:: PASSAGE PROVIDED ::

The Department of Psychiatry at Letterkenny University Hospital
Significant risks have been found at the Department of Psychiatry at Letterkenny University Hospital in relation to the maintenance of records.
An inspection of the facility found that patient records were mixed up while in another instance one patient's records were not located in a “logical sequence”.
One patient's risk assessment was found to be filed with another patient's clinical file and another resident's documented diagnosis did not match other clinical notes related to that person.
“This posed a risk to individual residents during the delivery of individualised care,” a report by the Mental Health Commission highlighted.
“Not all components of the approved centre’s comprehensive risk management policy was implemented in practice.
“Clinical risks were not managed adequately. “This related to a clinical risk firstly, posed by incorrect filing of pages of a current individual care plan within an inactive clinical file, and secondly, posed by incorrect filing of a resident's risk assessment within another resident’s clinical file.”
The inspection, carried out over a four-day period last August found deficits in individual care plans with five not identify proper goals, one not a composite set of documents, one found not to have been reviewed weekly and a further five not updated following review, as indicated by the resident's changing needs, condition, circumstances and goals.
Inspectors found that “not all healthcare staff had completed mandatory training in basic life support, fire safety, and the management of violence and aggression, nor had they completed training in the Mental Health Act 2001.”
The report said: “The Mental Health Act 2001, the associated regulation (S.I. No.551 of 2006), and all other relevant Mental Health Commission documentation were available to staff throughout the approved centre.”
The Department of Psychiatry at LUH is registered for 34 beds and there were 27 residents at the time of inspection.

:: PROBLEM 1 ::
Duplicate the stretch from "An inspection of" through "implemented in practice." in the piece on the Letterkenny hospital inspection.
:: PROBLEM 2 ::
Keep writing the article about the Letterkenny psychiatry department's inspection, picking up after its final sentence.

:: DATA EXCERPTS ::
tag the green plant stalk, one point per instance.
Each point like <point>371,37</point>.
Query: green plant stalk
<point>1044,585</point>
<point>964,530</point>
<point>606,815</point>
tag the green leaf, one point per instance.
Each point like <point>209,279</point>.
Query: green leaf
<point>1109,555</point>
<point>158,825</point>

:: TASK OUTPUT 1 ::
An inspection of the facility found that patient records were mixed up while in another instance one patient's records were not located in a “logical sequence”.
One patient's risk assessment was found to be filed with another patient's clinical file and another resident's documented diagnosis did not match other clinical notes related to that person.
“This posed a risk to individual residents during the delivery of individualised care,” a report by the Mental Health Commission highlighted.
“Not all components of the approved centre’s comprehensive risk management policy was implemented in practice.

:: TASK OUTPUT 2 ::
The facility was non-compliant in nine areas of the inspection.
There were six high risk non-compliances with the regulations on individual care planning, staffing, risk management procedures, the code of practice on the use of physical restraint, with the regulation on the maintenance of records, and with rules governing the use of seclusion.
The report found that the multi-disciplinary team at the facility did not record actions decided upon, nor follow-up plans to eliminate or reduce restrictive interventions in relation to three episodes of physical restraint
An in-person person-centred debrief with the resident who was restrained did not
follow any of the three episodes of physical restraint.
The report said that, “consequently the trigger events which contributed to each of the three separate episodes of restraint were not identified,” that “missed opportunities for earlier intervention were not reviewed” and “alternative de-escalation strategies to be used in future were not identified.”
As a result, staff will now be requested to revisit the policy on the reduction of restrictive practice to refresh on the clear pathways to be followed
The report added: “Appropriate emotional support was not provided to the resident following any of the three episodes of physical restraint, and support was not offered to other individuals who may have witnessed the restraint of the resident in any of the three episodes of physical restraint.”
Inspectors found that there were no adequately sized wardrobes for residents to securely manage their own property. Residents’ property was on the ground in shopping bags and on chairs in a number of bedrooms.
The Department of Psychiatry at Letterkenny University Hospital was found to have 74 per cent overall compliance, down from 78 per cent in 2022.
The centre was not clean everywhere, external walls and windowsills in the courtyard, and external walls in the Acute Assessment Unit were dirty.
There were, however, no identified fire safety concerns, there was an adequate number of trained nursing staff and the ordering, storing, prescription and administration of medication was carried out in a safe manner.
The report found that ligature points were minimised to the lowest level, based on individual risk assessment.
A spokesperson for the MHC said: “The MHC requires corrective and preventive action plans (CAPAs) from all services where non-compliances are identified, each of which must address each non-compliance specifically.
“The MHC monitors the implementation of these CAPAs on an ongoing basis and requests further information and action as necessary.
“Enforcement action is taken when the MHC is concerned that the care and treatment provided in an approved centre may be a risk to the safety, health and well-being of residents, or where there has been a failure by the provider to address an ongoing area of non-compliance.”